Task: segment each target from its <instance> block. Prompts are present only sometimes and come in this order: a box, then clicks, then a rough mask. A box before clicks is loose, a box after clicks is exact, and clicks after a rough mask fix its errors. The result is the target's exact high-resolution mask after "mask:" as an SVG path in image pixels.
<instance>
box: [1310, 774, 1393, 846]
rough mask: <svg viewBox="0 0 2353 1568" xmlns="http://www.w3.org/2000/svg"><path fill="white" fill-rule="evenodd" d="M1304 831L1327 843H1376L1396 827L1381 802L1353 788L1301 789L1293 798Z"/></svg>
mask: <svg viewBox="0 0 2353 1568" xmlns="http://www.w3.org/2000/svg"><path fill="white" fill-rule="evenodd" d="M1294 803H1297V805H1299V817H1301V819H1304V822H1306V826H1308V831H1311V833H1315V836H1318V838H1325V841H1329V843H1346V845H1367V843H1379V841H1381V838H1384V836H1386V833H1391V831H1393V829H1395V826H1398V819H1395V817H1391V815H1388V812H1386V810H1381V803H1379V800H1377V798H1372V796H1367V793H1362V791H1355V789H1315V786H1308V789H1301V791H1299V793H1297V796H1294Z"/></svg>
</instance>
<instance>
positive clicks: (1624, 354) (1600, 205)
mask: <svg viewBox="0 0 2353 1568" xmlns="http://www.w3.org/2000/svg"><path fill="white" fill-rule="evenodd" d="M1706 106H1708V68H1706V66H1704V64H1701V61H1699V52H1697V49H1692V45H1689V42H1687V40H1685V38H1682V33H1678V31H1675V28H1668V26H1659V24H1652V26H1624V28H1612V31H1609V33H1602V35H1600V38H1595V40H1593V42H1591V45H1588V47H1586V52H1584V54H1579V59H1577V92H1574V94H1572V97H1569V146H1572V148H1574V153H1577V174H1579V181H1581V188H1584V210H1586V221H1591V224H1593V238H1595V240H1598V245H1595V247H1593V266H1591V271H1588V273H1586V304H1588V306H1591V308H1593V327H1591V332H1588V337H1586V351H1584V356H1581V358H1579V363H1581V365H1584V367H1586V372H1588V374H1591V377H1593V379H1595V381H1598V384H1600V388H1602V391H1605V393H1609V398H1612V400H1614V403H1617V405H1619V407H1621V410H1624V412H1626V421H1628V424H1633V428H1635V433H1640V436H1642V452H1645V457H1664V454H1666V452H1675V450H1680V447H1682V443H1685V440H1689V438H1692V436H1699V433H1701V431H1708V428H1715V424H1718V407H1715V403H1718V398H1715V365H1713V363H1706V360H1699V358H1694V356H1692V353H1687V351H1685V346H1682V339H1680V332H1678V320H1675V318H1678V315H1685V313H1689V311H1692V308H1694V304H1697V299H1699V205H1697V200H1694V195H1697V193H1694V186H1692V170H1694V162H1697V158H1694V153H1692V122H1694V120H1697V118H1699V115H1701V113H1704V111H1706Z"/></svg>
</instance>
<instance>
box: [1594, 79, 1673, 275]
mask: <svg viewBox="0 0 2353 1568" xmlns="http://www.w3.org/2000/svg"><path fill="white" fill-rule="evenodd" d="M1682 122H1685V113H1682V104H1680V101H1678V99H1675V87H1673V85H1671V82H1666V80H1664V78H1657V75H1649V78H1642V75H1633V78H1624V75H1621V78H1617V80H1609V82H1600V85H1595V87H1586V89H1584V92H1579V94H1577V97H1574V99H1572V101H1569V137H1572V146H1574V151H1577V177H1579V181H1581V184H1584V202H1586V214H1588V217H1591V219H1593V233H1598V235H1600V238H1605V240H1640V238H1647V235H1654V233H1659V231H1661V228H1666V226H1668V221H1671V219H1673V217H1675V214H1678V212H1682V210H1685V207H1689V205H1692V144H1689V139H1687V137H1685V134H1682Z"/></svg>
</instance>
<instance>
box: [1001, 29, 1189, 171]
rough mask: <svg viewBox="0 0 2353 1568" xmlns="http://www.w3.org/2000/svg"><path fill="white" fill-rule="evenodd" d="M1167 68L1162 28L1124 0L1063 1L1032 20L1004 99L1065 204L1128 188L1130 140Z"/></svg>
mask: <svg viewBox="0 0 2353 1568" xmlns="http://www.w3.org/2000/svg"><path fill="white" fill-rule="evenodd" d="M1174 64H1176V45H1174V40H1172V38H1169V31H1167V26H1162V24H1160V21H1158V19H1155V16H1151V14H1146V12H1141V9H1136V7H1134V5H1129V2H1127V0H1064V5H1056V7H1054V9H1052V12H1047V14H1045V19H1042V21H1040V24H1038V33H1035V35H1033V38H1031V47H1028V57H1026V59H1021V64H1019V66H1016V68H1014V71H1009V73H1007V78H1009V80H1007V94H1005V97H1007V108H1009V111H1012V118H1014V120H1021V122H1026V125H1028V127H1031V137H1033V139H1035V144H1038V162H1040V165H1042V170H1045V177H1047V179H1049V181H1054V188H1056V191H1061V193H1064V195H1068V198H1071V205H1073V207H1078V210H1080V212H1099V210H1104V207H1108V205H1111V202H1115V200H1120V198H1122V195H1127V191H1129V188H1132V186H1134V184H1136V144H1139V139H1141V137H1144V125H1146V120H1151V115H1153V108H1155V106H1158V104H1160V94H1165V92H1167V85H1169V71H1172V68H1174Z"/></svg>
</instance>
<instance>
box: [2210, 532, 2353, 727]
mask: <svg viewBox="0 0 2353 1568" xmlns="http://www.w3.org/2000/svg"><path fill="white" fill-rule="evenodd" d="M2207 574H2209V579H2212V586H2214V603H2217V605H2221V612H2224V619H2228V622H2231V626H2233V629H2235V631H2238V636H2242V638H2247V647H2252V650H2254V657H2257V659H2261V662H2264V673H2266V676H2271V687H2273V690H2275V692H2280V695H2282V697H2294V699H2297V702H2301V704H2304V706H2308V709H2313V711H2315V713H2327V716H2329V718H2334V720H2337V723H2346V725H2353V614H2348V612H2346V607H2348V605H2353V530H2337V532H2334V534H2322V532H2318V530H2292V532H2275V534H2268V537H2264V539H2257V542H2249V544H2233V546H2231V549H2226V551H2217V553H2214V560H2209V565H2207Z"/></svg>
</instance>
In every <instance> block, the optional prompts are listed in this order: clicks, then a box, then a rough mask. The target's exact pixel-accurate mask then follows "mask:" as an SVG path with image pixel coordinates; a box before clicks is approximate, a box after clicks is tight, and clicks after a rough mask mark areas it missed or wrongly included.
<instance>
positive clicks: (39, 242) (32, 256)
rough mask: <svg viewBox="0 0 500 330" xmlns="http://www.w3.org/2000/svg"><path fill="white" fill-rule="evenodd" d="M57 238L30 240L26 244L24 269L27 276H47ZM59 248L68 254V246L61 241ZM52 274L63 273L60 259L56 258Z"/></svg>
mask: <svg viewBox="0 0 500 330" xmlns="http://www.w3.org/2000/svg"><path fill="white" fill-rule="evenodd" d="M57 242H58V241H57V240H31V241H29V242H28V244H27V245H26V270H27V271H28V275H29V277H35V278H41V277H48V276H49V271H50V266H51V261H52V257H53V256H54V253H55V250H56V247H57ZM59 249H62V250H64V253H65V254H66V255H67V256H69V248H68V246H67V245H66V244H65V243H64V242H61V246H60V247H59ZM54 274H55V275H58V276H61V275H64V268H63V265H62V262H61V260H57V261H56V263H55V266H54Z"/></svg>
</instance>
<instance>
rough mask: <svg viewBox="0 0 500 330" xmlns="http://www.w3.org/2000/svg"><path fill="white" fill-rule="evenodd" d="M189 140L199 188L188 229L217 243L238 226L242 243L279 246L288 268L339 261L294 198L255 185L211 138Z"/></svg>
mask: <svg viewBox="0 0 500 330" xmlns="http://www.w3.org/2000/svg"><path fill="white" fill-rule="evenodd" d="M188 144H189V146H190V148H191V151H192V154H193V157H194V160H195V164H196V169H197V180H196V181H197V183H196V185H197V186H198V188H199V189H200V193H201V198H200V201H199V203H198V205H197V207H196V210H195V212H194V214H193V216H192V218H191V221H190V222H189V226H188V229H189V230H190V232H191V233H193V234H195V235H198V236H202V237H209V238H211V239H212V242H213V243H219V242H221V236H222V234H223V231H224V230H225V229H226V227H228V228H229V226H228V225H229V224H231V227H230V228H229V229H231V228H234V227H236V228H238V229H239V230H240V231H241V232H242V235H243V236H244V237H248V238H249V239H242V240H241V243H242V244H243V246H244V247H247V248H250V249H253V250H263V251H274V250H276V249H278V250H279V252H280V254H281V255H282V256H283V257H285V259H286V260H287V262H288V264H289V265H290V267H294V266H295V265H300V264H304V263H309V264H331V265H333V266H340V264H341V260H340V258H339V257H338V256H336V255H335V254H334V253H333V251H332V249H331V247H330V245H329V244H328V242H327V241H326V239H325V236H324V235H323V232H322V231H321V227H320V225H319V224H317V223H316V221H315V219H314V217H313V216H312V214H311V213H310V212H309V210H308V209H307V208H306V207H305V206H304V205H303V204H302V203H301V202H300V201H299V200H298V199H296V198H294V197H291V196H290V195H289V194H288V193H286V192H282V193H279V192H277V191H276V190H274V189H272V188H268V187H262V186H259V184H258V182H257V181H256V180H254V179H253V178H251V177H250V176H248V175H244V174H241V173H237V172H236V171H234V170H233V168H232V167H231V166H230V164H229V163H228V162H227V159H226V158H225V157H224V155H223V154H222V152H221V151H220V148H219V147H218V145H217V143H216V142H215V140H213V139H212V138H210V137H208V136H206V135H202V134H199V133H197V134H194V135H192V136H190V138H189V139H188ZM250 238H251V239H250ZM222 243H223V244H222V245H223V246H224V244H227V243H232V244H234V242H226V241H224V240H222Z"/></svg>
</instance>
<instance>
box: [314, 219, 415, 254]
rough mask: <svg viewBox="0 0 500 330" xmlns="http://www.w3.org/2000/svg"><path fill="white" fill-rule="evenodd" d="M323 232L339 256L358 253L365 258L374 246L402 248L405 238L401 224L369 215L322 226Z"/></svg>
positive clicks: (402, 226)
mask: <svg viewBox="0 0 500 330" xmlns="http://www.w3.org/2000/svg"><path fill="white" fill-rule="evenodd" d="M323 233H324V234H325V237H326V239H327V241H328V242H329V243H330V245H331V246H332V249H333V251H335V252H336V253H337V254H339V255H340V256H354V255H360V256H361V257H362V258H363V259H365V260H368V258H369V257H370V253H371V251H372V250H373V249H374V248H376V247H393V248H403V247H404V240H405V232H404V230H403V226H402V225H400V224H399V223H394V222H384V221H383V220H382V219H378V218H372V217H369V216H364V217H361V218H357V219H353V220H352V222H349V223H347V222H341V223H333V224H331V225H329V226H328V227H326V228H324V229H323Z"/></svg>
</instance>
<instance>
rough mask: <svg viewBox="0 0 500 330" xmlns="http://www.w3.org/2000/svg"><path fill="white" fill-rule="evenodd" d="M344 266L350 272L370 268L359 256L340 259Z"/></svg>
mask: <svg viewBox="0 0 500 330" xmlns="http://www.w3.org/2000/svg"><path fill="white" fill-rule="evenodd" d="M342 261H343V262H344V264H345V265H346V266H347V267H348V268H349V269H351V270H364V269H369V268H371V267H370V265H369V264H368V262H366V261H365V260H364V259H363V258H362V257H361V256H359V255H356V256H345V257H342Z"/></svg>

━━━━━━━━━━━━━━━━

### What the task asks
Reproduce verbatim only this range: the first line of the material through the line that contains "box: [1310, 774, 1393, 846]", inclusive.

### Output of the exercise
Task: segment each target from its <instance> block. Prompts are present only sometimes and come in this order: a box, then clicks, then a rough mask. A box before clicks is loose, a box after clicks is exact, and clicks after a rough mask fix its errors. The result is the target's exact high-resolution mask after "mask:" as an SVG path in image pixels.
<instance>
box: [1310, 774, 1393, 846]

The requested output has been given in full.